### Source extract

==========

Easy to parse output messages

smd-pull and smd-push prefix all error messages with ERROR:, but what follows is meant to be read by a human being. To make other tools able to parse and react to error messages, a more formal output is given. A single line, prefixed with TAGS: is output if requested (-v option). It can be followed by error:: or stats::, that denote an error message or a statistical one respectively. Then a list of improperly called tags is output. Their meaning should be easy to guess.

<M>    ::= "error::" <ET> | "stats::" <ST> | "stats::" <DR>
<ET>   ::= "context(" <STR> ")" 
           "probable-cause(" <STR> ")"
           "human-intervention(" <HI> ")"
           <SA>
<SA>   ::= | "suggested-actions(" <ACTS> ")"
<STR>  ::= `[^)]+`
<HI>   ::= "necessary" | "avoidable"
<ACT>  ::= <A> | <A> <ACTS>
<A>    ::= "run(" <STR> ")" 
        |  "display-mail(" <STR> ")" 
        |  "display-permissions(" <STR> ")"
<ST>   ::= "new-mails(" <NUM> ")" <SPC>
           "del-mails(" <NUM> ")" <SPC>
           "bytes-received(" <NUM> ")" <SPC>
           "xdelta-received(" <NUM> ")" <SPC>
           "xdelta-received(" <NUM> ")"
<DR>   ::= "mail-transferred(" <ML> ")"
<ML>   ::= <STR> | <STR> " , " <ML>
<NUM>  ::= `[0-9]+`
<SPC>  ::= ` *,? *`

==========

### Material provided
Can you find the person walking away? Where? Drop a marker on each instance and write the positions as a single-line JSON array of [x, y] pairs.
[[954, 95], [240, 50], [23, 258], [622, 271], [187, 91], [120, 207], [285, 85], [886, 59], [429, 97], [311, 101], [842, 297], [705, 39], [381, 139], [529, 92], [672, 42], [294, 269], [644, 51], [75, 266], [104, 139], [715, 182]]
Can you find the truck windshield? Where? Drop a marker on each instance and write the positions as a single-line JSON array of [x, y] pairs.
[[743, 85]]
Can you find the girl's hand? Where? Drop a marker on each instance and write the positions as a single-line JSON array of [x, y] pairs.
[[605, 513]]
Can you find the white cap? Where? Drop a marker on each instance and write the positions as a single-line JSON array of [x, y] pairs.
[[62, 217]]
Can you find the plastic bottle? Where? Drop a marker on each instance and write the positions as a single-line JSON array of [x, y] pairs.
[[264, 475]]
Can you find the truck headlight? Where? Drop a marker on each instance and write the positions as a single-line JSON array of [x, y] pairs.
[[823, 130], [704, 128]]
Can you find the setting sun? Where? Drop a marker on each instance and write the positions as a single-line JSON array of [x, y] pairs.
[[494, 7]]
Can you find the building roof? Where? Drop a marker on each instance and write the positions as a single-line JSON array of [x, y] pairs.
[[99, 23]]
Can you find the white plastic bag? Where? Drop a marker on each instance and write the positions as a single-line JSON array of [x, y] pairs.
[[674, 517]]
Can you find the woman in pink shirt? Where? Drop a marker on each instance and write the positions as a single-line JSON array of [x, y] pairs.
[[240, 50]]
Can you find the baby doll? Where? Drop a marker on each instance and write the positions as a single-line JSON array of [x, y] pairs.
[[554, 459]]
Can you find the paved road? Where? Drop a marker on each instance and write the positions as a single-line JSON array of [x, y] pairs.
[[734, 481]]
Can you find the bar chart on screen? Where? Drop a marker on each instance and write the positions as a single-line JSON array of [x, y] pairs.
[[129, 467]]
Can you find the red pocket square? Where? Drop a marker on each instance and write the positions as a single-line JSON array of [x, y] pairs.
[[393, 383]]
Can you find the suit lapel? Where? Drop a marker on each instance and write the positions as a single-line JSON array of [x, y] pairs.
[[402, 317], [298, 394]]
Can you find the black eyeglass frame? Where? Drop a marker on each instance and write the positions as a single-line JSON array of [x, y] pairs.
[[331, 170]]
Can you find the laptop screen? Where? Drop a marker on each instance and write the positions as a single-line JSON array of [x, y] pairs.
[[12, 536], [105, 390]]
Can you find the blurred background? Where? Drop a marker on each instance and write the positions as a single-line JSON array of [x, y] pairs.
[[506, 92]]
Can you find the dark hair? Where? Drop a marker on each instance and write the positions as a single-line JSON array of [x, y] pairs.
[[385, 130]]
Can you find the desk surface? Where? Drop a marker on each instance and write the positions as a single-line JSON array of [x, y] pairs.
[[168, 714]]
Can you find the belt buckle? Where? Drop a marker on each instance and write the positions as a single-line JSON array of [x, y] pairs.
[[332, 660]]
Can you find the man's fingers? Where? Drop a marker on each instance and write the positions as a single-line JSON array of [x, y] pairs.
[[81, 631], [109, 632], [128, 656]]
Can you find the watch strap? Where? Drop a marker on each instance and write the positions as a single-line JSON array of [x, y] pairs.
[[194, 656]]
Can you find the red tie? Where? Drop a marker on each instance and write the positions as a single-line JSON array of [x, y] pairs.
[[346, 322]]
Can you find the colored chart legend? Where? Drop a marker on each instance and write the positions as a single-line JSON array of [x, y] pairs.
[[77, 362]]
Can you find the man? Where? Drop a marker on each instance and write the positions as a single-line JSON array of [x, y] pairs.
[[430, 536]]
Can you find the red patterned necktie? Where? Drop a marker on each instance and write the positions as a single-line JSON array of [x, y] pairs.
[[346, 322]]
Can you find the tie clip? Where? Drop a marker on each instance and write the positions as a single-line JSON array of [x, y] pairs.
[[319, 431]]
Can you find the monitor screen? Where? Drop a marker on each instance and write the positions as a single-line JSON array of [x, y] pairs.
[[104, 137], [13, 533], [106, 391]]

==========

### Required work
Reproduce the text about parsable output messages in full, without changing a single character. The data has no connection to the text about parsable output messages.

### Result for this exercise
Easy to parse output messages

smd-pull and smd-push prefix all error messages with ERROR:, but what follows is meant to be read by a human being. To make other tools able to parse and react to error messages, a more formal output is given. A single line, prefixed with TAGS: is output if requested (-v option). It can be followed by error:: or stats::, that denote an error message or a statistical one respectively. Then a list of improperly called tags is output. Their meaning should be easy to guess.

<M>    ::= "error::" <ET> | "stats::" <ST> | "stats::" <DR>
<ET>   ::= "context(" <STR> ")" 
           "probable-cause(" <STR> ")"
           "human-intervention(" <HI> ")"
           <SA>
<SA>   ::= | "suggested-actions(" <ACTS> ")"
<STR>  ::= `[^)]+`
<HI>   ::= "necessary" | "avoidable"
<ACT>  ::= <A> | <A> <ACTS>
<A>    ::= "run(" <STR> ")" 
        |  "display-mail(" <STR> ")" 
        |  "display-permissions(" <STR> ")"
<ST>   ::= "new-mails(" <NUM> ")" <SPC>
           "del-mails(" <NUM> ")" <SPC>
           "bytes-received(" <NUM> ")" <SPC>
           "xdelta-received(" <NUM> ")" <SPC>
           "xdelta-received(" <NUM> ")"
<DR>   ::= "mail-transferred(" <ML> ")"
<ML>   ::= <STR> | <STR> " , " <ML>
<NUM>  ::= `[0-9]+`
<SPC>  ::= ` *,? *`